:: Document excerpt ::
-- Start --

Nudge is not enough on its own

The House of Lords report on behaviour change makes fascinating reading. Its overall conclusion is that persuasion alone is not enough to change the behaviour of large groups of people. Incentives and sanctions are necessary too.

The ‘nudge theory’, which has found favour with some politicians, advocates persuading people to change their behaviour rather than offering them incentives or threatening them with punishment. While nudge has its place, says the Science and Technology Committee, it is not enough on its own. It expressed doubt about the effectiveness of persuasion on individuals and on corporations. It concluded:

We therefore urge ministers to ensure that policy makers are made aware of the evidence that non-regulatory measures are often not likely to be effective if used in isolation and that evidence regarding the whole range of policy interventions should be considered before they commit to using non-regulatory measures alone.

In other words,  a bit more Old Fashioned Father and a little less Modern Dad.

Some of you will no doubt consider this heresy. After all, organisations successfully change the behaviour of large groups of people all the time don’t they? Isn’t that what those of us in Organisation Development and Human Resources like to think of as our stock in trade? There is a whole package of interventions, loosely describes as Change Management, which are designed to ‘take the people with you’ when you need to change the way the company works. By means of communication, engagement, role modelling and the winning of hearts and minds, we persuade employees not only to accept but to embrace the new world.

Only we don’t really. We cheat. Successful organisational change is always accompanied by rewards and sanctions to reinforce the new behaviours. As Edgar Schein said, if you want to understand a company’s real values, rather than its espoused ones, you need to like at who its heroes, villains and fools are and what it punishes and rewards. Its legends and stories are important but so are its sticks and carrots. The sticks and carrots do as much as the nudges to change behaviour. What is proclaimed by the CEO and HR Director as commitment may often just be well-disguised compliance.

-- End --

[Pointing rows]
-- Start --

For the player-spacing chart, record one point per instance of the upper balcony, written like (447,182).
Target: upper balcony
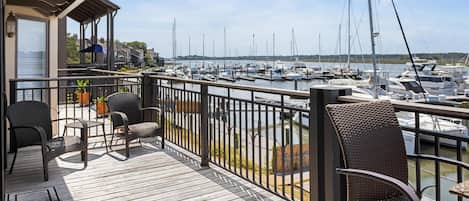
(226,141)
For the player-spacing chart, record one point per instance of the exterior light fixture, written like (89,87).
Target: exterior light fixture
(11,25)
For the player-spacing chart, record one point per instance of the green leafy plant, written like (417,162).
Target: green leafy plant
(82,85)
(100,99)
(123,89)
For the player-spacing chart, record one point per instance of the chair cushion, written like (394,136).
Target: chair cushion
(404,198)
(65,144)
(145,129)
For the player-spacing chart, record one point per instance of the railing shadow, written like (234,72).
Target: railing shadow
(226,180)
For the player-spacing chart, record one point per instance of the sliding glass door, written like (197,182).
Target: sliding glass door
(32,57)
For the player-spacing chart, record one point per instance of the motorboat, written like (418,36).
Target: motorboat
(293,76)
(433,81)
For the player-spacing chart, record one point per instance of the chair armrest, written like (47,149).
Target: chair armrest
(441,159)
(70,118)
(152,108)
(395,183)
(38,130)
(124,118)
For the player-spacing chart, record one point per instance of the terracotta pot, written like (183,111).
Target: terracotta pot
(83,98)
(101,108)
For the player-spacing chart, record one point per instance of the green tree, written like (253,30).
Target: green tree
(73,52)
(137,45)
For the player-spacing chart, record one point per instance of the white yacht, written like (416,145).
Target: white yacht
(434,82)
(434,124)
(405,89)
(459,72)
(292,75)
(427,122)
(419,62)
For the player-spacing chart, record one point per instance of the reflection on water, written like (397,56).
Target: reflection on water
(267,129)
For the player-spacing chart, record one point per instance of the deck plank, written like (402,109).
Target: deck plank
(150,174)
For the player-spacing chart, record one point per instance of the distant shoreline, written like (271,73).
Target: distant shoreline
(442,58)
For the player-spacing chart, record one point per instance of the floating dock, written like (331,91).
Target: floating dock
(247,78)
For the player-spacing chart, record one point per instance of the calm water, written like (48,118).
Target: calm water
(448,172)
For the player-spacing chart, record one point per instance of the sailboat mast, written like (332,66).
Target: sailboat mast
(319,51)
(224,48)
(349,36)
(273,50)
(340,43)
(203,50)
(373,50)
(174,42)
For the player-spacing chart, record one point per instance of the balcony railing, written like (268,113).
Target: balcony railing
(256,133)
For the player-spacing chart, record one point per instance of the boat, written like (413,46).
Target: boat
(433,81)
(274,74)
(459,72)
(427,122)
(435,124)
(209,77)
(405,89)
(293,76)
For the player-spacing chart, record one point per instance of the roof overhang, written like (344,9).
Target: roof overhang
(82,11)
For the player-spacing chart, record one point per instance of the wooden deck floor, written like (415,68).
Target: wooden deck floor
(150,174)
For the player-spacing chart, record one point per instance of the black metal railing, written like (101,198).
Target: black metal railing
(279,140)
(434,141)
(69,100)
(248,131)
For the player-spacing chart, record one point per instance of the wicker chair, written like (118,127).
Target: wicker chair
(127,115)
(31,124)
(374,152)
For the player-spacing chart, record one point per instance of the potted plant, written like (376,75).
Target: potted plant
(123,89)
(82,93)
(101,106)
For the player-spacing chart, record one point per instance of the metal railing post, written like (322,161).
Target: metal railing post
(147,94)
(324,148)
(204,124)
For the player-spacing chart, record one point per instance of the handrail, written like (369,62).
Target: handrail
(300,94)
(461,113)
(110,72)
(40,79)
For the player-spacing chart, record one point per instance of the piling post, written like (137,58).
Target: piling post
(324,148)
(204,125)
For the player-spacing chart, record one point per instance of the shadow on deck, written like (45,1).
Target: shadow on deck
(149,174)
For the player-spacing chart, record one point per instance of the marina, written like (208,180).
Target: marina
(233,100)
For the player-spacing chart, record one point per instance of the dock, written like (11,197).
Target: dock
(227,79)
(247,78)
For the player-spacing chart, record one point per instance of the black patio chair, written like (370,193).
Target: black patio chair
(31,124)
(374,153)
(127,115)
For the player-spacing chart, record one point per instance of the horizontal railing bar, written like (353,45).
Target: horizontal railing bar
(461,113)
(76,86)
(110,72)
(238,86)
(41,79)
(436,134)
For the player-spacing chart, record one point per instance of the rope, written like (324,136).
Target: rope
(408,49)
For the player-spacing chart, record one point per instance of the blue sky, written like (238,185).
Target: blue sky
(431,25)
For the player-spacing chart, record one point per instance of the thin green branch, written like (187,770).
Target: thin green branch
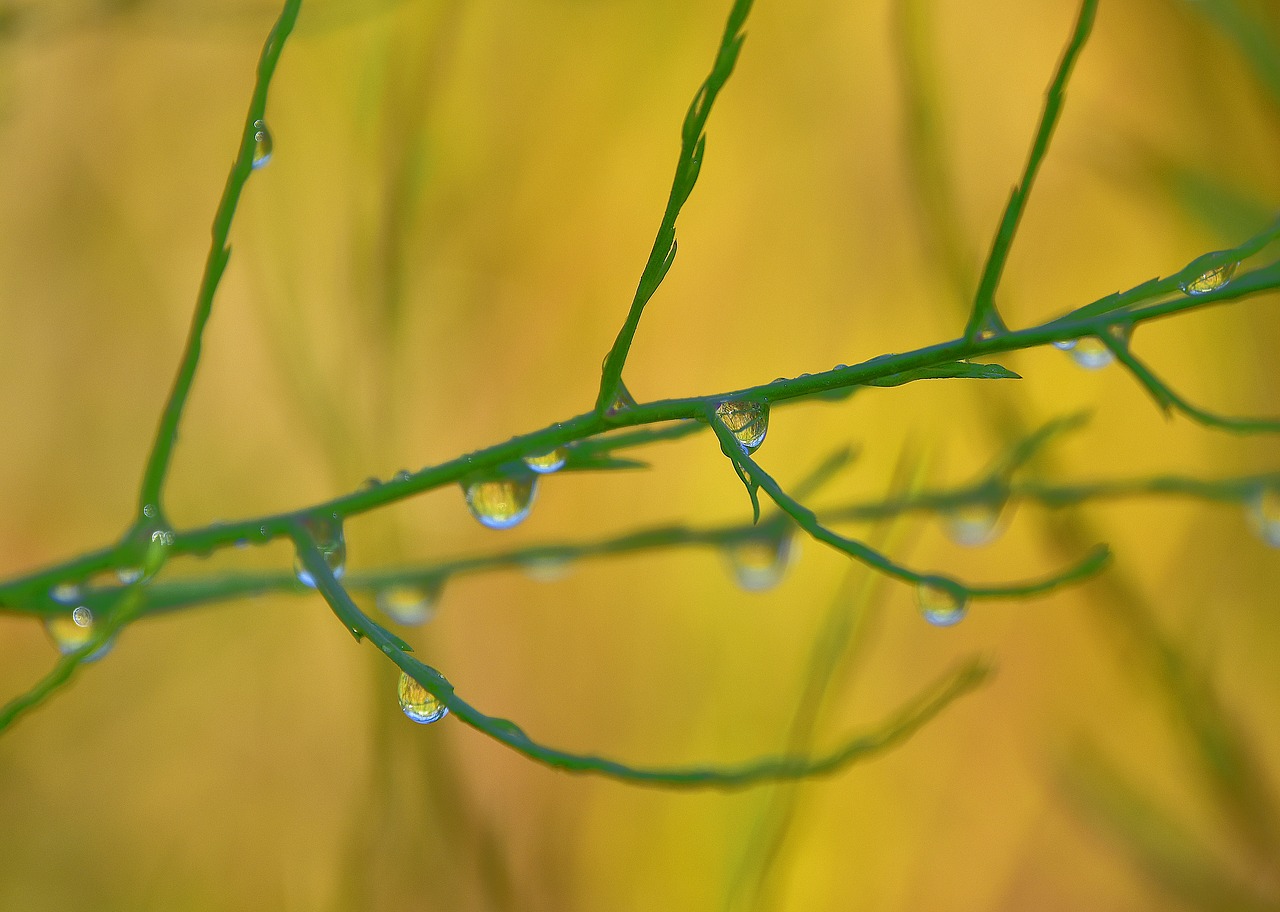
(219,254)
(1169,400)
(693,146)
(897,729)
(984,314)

-- End --

:: Tasks for this exercise ::
A. Write out the entire post on nudge theory word for word.
B. Rename "player-spacing chart" to "player spacing diagram" in the rows, from the line containing "written like (353,45)." up to and including the last line of the rows. Give back only those lines with everything else unchanged, and omit the pictures.

:: Responses by task ::
A.
Nudge is not enough on its own

The House of Lords report on behaviour change makes fascinating reading. Its overall conclusion is that persuasion alone is not enough to change the behaviour of large groups of people. Incentives and sanctions are necessary too.

The ‘nudge theory’, which has found favour with some politicians, advocates persuading people to change their behaviour rather than offering them incentives or threatening them with punishment. While nudge has its place, says the Science and Technology Committee, it is not enough on its own. It expressed doubt about the effectiveness of persuasion on individuals and on corporations. It concluded:

We therefore urge ministers to ensure that policy makers are made aware of the evidence that non-regulatory measures are often not likely to be effective if used in isolation and that evidence regarding the whole range of policy interventions should be considered before they commit to using non-regulatory measures alone.

In other words,  a bit more Old Fashioned Father and a little less Modern Dad.

Some of you will no doubt consider this heresy. After all, organisations successfully change the behaviour of large groups of people all the time don’t they? Isn’t that what those of us in Organisation Development and Human Resources like to think of as our stock in trade? There is a whole package of interventions, loosely describes as Change Management, which are designed to ‘take the people with you’ when you need to change the way the company works. By means of communication, engagement, role modelling and the winning of hearts and minds, we persuade employees not only to accept but to embrace the new world.

Only we don’t really. We cheat. Successful organisational change is always accompanied by rewards and sanctions to reinforce the new behaviours. As Edgar Schein said, if you want to understand a company’s real values, rather than its espoused ones, you need to like at who its heroes, villains and fools are and what it punishes and rewards. Its legends and stories are important but so are its sticks and carrots. The sticks and carrots do as much as the nudges to change behaviour. What is proclaimed by the CEO and HR Director as commitment may often just be well-disguised compliance.

B.
For the player spacing diagram, record one point per instance of the horizontal railing bar, written like (353,45).
Target: horizontal railing bar
(461,113)
(76,86)
(110,72)
(238,86)
(41,79)
(436,134)
For the player spacing diagram, record one point per instance of the rope, written like (324,136).
Target: rope
(408,49)
For the player spacing diagram, record one point per instance of the blue sky, written like (238,185).
Target: blue sky
(431,25)
For the player spacing diagram, record one point per instance of the thin green branch, written like (187,770).
Target: thin green branch
(219,254)
(1169,400)
(693,146)
(897,729)
(984,314)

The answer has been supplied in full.